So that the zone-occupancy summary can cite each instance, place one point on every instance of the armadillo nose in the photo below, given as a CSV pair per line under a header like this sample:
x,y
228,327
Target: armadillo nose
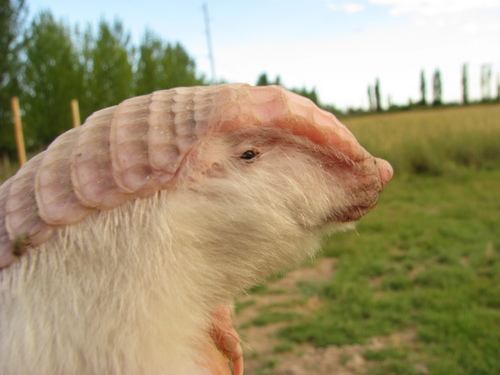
x,y
385,170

# Exercise goal
Could you output all of the records exactly, without their pictures?

# Answer to this problem
So that the zone-occupancy summary can cite each instance, place one point on every instance of the armadillo nose in the photo below, given as a CSV pair per line under a header like this sample:
x,y
228,327
Target: armadillo nose
x,y
385,170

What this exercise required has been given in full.